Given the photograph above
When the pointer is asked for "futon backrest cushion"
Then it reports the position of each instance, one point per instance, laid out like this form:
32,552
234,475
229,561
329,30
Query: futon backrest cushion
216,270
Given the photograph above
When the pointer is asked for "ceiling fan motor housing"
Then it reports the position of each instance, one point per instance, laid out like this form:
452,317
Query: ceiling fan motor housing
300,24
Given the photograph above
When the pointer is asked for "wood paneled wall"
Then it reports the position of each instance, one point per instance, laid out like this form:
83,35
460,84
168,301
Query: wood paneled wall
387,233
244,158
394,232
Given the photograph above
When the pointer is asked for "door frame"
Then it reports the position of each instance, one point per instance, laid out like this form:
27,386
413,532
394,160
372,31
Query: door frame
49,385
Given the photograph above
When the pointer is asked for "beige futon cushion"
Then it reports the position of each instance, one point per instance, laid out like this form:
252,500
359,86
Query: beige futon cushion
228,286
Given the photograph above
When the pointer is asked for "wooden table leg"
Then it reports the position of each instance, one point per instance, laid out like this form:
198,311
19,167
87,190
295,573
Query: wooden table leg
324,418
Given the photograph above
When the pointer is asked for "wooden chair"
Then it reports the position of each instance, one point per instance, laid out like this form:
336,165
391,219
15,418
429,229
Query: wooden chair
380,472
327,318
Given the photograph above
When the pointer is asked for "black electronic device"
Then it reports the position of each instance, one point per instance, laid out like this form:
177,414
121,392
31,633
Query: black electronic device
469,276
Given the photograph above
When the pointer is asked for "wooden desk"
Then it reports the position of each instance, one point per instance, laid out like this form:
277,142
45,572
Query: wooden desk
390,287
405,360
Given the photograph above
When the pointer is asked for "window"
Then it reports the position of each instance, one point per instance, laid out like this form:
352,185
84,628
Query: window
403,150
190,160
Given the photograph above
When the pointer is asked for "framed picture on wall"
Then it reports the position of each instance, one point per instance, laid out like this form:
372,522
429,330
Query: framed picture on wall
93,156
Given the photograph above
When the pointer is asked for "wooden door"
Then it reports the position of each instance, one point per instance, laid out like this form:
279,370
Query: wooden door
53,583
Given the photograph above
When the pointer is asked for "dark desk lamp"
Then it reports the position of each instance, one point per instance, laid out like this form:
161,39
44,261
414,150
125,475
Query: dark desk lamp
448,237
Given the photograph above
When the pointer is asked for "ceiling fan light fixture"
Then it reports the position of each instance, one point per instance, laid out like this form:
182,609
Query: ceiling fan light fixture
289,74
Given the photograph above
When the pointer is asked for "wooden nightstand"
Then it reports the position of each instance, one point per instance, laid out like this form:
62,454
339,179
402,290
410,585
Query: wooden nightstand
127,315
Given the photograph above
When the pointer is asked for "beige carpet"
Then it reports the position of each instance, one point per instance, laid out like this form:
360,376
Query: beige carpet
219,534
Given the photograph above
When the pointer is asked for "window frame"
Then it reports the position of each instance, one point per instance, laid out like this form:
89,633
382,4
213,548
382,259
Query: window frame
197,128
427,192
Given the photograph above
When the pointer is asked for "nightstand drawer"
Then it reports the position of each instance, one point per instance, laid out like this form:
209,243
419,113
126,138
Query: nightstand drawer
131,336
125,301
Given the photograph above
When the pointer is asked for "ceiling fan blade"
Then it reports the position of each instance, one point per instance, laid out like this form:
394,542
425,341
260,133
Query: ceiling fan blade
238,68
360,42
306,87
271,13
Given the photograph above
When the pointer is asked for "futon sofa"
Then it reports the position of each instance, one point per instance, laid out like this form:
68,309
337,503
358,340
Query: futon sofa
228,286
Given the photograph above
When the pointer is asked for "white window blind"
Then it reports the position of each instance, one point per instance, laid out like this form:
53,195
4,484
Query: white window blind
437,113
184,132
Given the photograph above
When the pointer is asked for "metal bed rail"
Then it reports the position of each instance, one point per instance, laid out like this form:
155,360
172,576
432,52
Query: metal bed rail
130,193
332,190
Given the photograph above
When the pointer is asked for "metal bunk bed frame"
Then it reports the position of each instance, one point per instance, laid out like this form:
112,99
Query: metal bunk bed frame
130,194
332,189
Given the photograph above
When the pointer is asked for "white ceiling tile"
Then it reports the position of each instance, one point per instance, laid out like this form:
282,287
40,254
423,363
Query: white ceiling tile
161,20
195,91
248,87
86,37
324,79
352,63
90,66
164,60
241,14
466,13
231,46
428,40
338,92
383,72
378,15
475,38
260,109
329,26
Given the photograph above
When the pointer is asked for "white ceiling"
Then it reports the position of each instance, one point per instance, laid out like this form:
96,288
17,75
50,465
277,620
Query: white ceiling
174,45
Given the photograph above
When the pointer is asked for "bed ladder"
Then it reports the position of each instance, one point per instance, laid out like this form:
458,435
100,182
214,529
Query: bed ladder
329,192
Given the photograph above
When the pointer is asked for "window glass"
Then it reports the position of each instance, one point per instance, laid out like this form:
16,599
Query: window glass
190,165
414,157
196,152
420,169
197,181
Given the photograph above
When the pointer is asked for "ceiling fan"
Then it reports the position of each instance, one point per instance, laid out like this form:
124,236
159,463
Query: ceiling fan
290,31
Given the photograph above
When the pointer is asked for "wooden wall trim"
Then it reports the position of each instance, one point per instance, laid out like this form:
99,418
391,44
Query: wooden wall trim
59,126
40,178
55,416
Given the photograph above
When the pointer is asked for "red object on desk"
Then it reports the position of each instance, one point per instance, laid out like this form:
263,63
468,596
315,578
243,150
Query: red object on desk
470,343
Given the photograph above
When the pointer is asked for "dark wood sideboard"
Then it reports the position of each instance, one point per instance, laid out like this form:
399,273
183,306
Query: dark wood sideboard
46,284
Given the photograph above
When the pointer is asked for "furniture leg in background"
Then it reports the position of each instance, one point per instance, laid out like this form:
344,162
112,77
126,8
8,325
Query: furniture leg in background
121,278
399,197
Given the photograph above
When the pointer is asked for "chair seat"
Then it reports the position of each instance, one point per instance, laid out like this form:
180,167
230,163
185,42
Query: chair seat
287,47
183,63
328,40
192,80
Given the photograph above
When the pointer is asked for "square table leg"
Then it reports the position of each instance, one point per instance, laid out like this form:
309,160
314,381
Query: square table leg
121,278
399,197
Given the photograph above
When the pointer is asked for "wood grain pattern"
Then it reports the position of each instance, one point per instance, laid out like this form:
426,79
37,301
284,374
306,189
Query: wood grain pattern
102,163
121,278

Work required |
Every record is to be repeated exactly as written.

Response |
Given the photograph above
When the pointer is asked for "futon backrest cushion"
Then it reports the position of each instance, one point per instance, laid out like this form:
32,552
234,475
229,561
329,30
Query: futon backrest cushion
216,270
Given the photograph above
When the pointer is asked for "ceiling fan motor housing"
Then it reports the position of each instance, one point per instance, laid out like this form:
452,317
Query: ceiling fan motor housing
300,24
Given the photograph above
When the pointer is asked for "wood paneled wall"
Then it reports the position of each instance, one point per instance, laid out like this form:
83,35
460,84
168,301
Query: wood paneled wall
387,233
244,158
394,232
Given the photograph above
When the pointer is asked for "door frame"
Then it reports the position of each instance, one point per instance, laid out like this form:
27,386
413,532
394,160
372,31
Query: door frame
49,385
Given the photograph above
When the pointer is asked for "beige futon cushion"
Then it reports the position of each instance, one point per instance, laid out like this form:
252,500
359,86
Query: beige futon cushion
228,286
Given the photograph above
When the pointer is asked for "wooden table leg"
Then it reports the position of each instance, one point per instance, laid out like this form:
198,311
19,167
87,190
295,573
Query: wooden table leg
324,418
Given the photograph above
When the pointer is asked for "wooden chair"
Then it reports the position of each instance, one point per instance, laid out like this form:
336,165
391,219
15,418
429,229
Query: wooden chair
380,472
327,318
Given the photograph above
When the pointer is asked for "black electronic device"
Then it reports the position of each instance, one point per instance, laid out like this form:
177,414
121,392
31,633
Query: black electronic device
469,276
Given the photograph above
When the pointer is asked for "wooden desk"
Then it reports the position of each instance, one point per instance, laid out like this form:
277,142
45,572
Query: wooden desk
390,287
405,360
Given the photograph above
When the pointer is asked for "window"
Then it reports the position of each instance, one point per instance, laid out like this form:
352,185
84,628
Query: window
403,150
190,160
Given the photograph above
When the pointer is asked for "framed picture on wall"
Then it reports the position of each instance, one point per instance, laid out like this form:
372,522
429,330
Query: framed picture on wall
93,156
Given the photograph above
When the pointer is asked for "wooden door"
Then it reports the position of each instance, one point per instance, laid out like this form:
279,370
Query: wooden door
53,583
Given the photograph above
When the pointer is asked for "dark desk lamp"
Then it reports the position of each instance, one point per instance, laid out like this form:
161,39
44,261
414,150
125,475
Query: dark desk lamp
448,237
Given the photograph above
When the pointer is asked for "ceiling fan light fixture"
Then it reports the position of each instance, one point per instance, laid out like this form:
182,609
Query: ceiling fan light fixture
289,74
Given the photograph above
When the pointer is asked for "wooden nightstand"
Then it reports the position of each instance, one point per instance, laid out like this form:
62,454
339,179
402,290
410,585
Query: wooden nightstand
127,315
Given the photograph above
When the pointer is asked for "beige carpet"
Then it reports the position of each instance, one point per instance, laid out like this form:
360,376
Query: beige carpet
219,534
Given the photograph above
When the pointer is asked for "window frame"
Then it reports the position of each instance, one point per instance, laid out like this form:
89,633
382,4
213,548
382,259
Query: window frame
197,128
427,192
Given the photograph above
When the pointer is asked for "nightstand drawer"
Then it reports the position of each instance, one point per instance, laid out like this form:
209,243
419,113
126,138
Query: nightstand drawer
131,336
125,301
Given the photograph above
When the pointer is asked for "ceiling fan blade"
Then it reports the position of each instance, one point per instance, laid out like this form:
394,542
425,341
260,133
Query: ceiling fan blade
238,68
360,42
306,87
271,13
Given the photograph above
When the pointer is asked for "futon sofa"
Then it reports the position of each instance, one point per instance, laid out like this form:
68,309
337,503
358,340
Query: futon sofa
228,286
Given the photograph above
When the pointer is asked for "white window blind"
Then it reports the position of each instance, one point per instance, laid out like this form:
53,195
4,484
Query: white window blind
437,113
184,132
Given the photograph above
When the pointer is asked for "metal bed rail"
Then it reports the position of each instance, one point per instance, laid out like this form:
155,360
172,576
432,52
Query: metal bed rail
130,193
332,190
Given the photograph above
When the pointer is asked for "metal bunk bed frame"
Then it reports the position of each instance, one point per instance, laid out like this form:
112,99
Query: metal bunk bed frame
130,194
332,189
Given the photograph above
When the pointer is asked for "white ceiling tile"
Then it reports the position of each instance, one point per instance, laid out like this form:
282,287
40,254
423,363
Query: white ceiling tile
161,20
195,91
248,87
86,37
324,79
352,63
90,66
164,60
241,14
466,13
231,46
428,40
338,92
383,72
378,15
475,38
260,109
329,26
Given the photograph above
When the pointer is asked for "white ceiling"
Then it reports the position of each instance, one point per instance, laid out like this form:
96,288
17,75
50,465
277,620
Query: white ceiling
174,45
Given the photograph above
When the pointer is asked for "bed ladder"
Then it reports the position of each instance, one point per instance, laid out like this form:
458,435
100,182
214,529
Query: bed ladder
329,192
Given the photograph above
When the pointer is asked for "window glass"
Then it reports the position of each instance, one point per instance, laid out like this form:
16,599
Query: window glass
190,165
414,157
196,152
420,169
197,181
Given the photograph above
When the pointer is asked for "ceiling fan"
Then it reports the position of each instance, one point per instance, laid out like this form:
124,236
159,463
Query: ceiling fan
290,31
Given the photograph above
When the pointer is asked for "wooden wall trim"
Then it reports the position of each instance, one point per instance, laid out like this form:
99,418
391,44
Query: wooden wall trim
59,126
40,178
55,416
Given the photograph above
When the pointer is asked for "red object on desk"
Then it reports the position of each instance, one point per instance, laid out like this form:
263,63
468,596
315,578
243,150
Query: red object on desk
470,343
Given the photograph above
When the pointer is asked for "dark wood sideboard"
Then it reports the position of each instance, one point per instance, laid out like this form:
399,273
183,306
Query: dark wood sideboard
46,284
Given the photograph above
When the pointer is asked for "furniture leg in background"
Then it reports the position of each instance, one point per instance, laid out like this form:
344,162
112,77
126,8
8,325
Query: furniture leg in background
121,278
399,197
Given the photograph above
When the pointer is asked for "chair seat"
Then it reports the position of each instance, one point per instance, laid out like this form:
180,167
230,163
185,42
Query: chair seat
287,47
183,63
328,40
192,80
Given the photograph above
When the pointer is asked for "square table leg"
Then it reports the position of each instance, one point per instance, laid out like this form:
309,160
314,381
Query: square table leg
121,278
399,197
Given the photograph above
When the pointer is asked for "wood grain pattern"
Then it reports the position of each instance, one point per instance, laid out like this form:
426,79
37,301
284,374
306,189
Query: wood grain pattern
102,163
121,278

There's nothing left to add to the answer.